* **GIVEN TASK**
Reproduce the listing word for word, leaving every picture behind.
· · · · ·
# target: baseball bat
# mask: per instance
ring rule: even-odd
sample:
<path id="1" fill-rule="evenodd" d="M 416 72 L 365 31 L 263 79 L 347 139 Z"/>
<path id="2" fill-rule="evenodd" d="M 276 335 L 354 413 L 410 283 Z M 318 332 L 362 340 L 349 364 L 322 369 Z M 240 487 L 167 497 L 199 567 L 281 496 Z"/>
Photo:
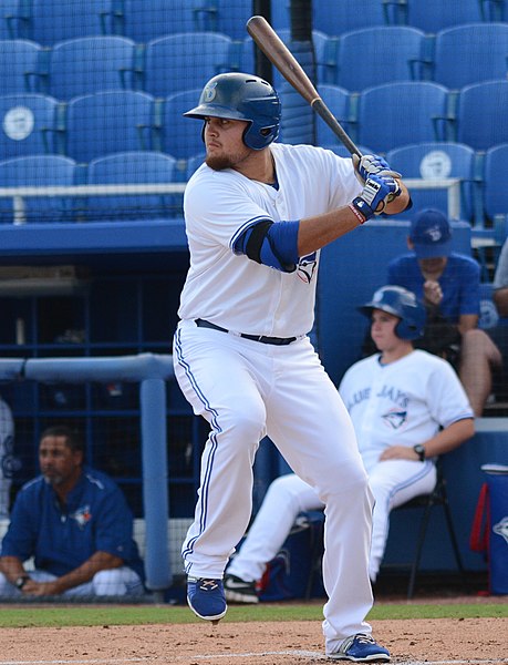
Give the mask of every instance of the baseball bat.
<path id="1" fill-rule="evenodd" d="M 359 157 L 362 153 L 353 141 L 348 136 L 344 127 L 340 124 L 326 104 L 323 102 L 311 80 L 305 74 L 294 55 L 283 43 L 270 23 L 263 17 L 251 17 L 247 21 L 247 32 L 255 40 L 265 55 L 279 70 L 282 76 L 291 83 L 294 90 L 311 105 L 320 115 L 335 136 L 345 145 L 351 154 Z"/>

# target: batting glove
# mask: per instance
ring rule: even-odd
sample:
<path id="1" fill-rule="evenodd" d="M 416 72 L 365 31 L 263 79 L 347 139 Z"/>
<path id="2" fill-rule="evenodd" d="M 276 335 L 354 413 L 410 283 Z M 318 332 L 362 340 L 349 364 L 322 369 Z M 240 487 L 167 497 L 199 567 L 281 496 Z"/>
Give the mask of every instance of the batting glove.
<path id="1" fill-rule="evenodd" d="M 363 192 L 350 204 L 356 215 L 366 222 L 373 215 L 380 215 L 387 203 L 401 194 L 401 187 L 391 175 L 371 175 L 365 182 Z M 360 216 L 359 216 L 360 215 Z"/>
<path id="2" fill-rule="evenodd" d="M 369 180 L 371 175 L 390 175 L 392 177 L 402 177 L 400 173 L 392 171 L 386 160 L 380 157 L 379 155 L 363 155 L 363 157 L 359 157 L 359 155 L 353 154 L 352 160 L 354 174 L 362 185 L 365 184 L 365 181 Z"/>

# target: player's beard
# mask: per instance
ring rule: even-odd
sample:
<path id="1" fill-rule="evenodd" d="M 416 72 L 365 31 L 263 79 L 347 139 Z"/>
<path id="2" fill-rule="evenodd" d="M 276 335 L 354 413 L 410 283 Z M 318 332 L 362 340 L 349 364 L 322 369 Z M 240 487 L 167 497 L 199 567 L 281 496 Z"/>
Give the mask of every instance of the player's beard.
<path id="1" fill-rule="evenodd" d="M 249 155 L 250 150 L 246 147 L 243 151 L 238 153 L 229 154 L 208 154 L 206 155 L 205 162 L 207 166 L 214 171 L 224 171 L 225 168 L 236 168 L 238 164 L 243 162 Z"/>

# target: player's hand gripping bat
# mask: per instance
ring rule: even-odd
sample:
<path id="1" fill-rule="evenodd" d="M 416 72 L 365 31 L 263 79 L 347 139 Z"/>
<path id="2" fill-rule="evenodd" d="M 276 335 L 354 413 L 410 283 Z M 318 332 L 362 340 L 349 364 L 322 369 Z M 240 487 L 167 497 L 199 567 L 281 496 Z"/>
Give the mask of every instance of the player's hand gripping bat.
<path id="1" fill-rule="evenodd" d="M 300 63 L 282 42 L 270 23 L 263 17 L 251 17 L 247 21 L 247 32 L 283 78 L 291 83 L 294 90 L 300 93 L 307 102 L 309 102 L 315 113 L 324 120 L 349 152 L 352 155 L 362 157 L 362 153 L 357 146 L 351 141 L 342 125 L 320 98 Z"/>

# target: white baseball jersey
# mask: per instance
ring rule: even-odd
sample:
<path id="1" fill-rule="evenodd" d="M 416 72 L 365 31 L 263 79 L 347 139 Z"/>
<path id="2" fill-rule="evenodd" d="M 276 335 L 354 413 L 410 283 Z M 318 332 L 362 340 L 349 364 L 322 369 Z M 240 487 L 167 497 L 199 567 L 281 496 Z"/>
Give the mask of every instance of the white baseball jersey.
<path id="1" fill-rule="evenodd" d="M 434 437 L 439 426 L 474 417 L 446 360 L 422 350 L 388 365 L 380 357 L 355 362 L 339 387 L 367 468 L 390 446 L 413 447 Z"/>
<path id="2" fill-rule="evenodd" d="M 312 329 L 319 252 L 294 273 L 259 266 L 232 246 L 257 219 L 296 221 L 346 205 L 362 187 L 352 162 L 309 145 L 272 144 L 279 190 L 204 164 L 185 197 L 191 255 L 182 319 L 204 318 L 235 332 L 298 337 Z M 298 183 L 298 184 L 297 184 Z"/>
· · · · ·
* **FINAL RESULT**
# target: baseball bat
# mask: per instance
ring rule: even-odd
sample:
<path id="1" fill-rule="evenodd" d="M 416 72 L 365 31 L 263 79 L 347 139 Z"/>
<path id="2" fill-rule="evenodd" d="M 276 335 L 354 413 L 410 283 Z M 318 332 L 362 340 L 349 364 L 322 369 Z M 240 487 L 167 497 L 199 567 L 281 496 Z"/>
Photo:
Give the mask of every instance of the baseball bat.
<path id="1" fill-rule="evenodd" d="M 359 157 L 362 153 L 353 141 L 348 136 L 344 127 L 340 124 L 326 104 L 323 102 L 311 80 L 305 74 L 294 55 L 283 43 L 270 23 L 263 17 L 251 17 L 247 21 L 247 32 L 255 40 L 265 55 L 279 70 L 282 76 L 291 83 L 294 90 L 311 105 L 320 115 L 335 136 L 345 145 L 351 154 Z"/>

# target: batting glove
# mask: per instance
ring rule: even-odd
sample:
<path id="1" fill-rule="evenodd" d="M 416 72 L 365 31 L 263 79 L 347 139 Z"/>
<path id="2" fill-rule="evenodd" d="M 276 335 L 354 413 L 410 283 Z M 318 332 L 362 340 L 349 364 L 322 369 Z M 240 487 L 167 497 L 199 567 L 281 496 Z"/>
Give the mask of every instance of the batting glove.
<path id="1" fill-rule="evenodd" d="M 363 192 L 350 204 L 356 215 L 366 222 L 373 215 L 380 215 L 387 203 L 401 194 L 401 187 L 391 175 L 371 175 L 365 182 Z M 360 216 L 359 216 L 360 215 Z"/>
<path id="2" fill-rule="evenodd" d="M 369 180 L 371 175 L 390 175 L 392 177 L 402 177 L 400 173 L 392 171 L 386 160 L 380 157 L 379 155 L 363 155 L 363 157 L 359 157 L 359 155 L 353 154 L 352 160 L 354 174 L 362 185 L 365 184 L 365 181 Z"/>

# target: player's beard
# mask: per instance
ring rule: even-odd
sample:
<path id="1" fill-rule="evenodd" d="M 416 72 L 365 31 L 263 79 L 347 139 Z"/>
<path id="2" fill-rule="evenodd" d="M 276 335 L 354 413 L 410 283 Z M 318 332 L 362 340 L 349 364 L 322 369 Z M 240 487 L 167 497 L 199 567 L 281 496 Z"/>
Give the mask of every instance of the player's beard.
<path id="1" fill-rule="evenodd" d="M 249 155 L 250 150 L 246 147 L 243 151 L 238 153 L 229 154 L 208 154 L 206 155 L 205 162 L 207 166 L 214 171 L 224 171 L 225 168 L 236 168 L 238 164 L 243 162 Z"/>

# target: player's hand gripping bat
# mask: per instance
ring rule: even-odd
sample:
<path id="1" fill-rule="evenodd" d="M 416 72 L 365 31 L 263 79 L 347 139 Z"/>
<path id="2" fill-rule="evenodd" d="M 276 335 L 354 413 L 410 283 Z M 318 332 L 362 340 L 349 364 L 322 369 Z M 240 487 L 167 497 L 199 567 L 281 496 Z"/>
Give the mask of every instance of the player's hand gripping bat.
<path id="1" fill-rule="evenodd" d="M 300 63 L 282 42 L 270 23 L 263 17 L 251 17 L 247 21 L 247 32 L 283 78 L 291 83 L 294 90 L 300 93 L 307 102 L 309 102 L 315 113 L 324 120 L 349 152 L 352 155 L 362 157 L 362 153 L 357 146 L 351 141 L 342 125 L 320 98 Z"/>

# target: white baseball jersey
# mask: per instance
ring rule: even-odd
sample:
<path id="1" fill-rule="evenodd" d="M 416 72 L 365 31 L 263 79 L 347 139 Z"/>
<path id="2" fill-rule="evenodd" d="M 276 335 L 354 413 L 410 283 Z M 318 332 L 362 340 L 349 364 L 322 369 Z M 240 487 L 167 497 L 199 567 L 281 496 Z"/>
Give the mask of every instance of the white baseball jersey.
<path id="1" fill-rule="evenodd" d="M 434 437 L 439 426 L 474 417 L 446 360 L 422 350 L 388 365 L 380 357 L 355 362 L 339 387 L 367 468 L 390 446 L 413 447 Z"/>
<path id="2" fill-rule="evenodd" d="M 312 329 L 319 252 L 294 273 L 259 266 L 232 246 L 257 219 L 296 221 L 346 205 L 362 187 L 352 162 L 309 145 L 272 144 L 279 190 L 204 164 L 185 197 L 191 255 L 182 319 L 204 318 L 235 332 L 298 337 Z M 298 183 L 298 184 L 297 184 Z"/>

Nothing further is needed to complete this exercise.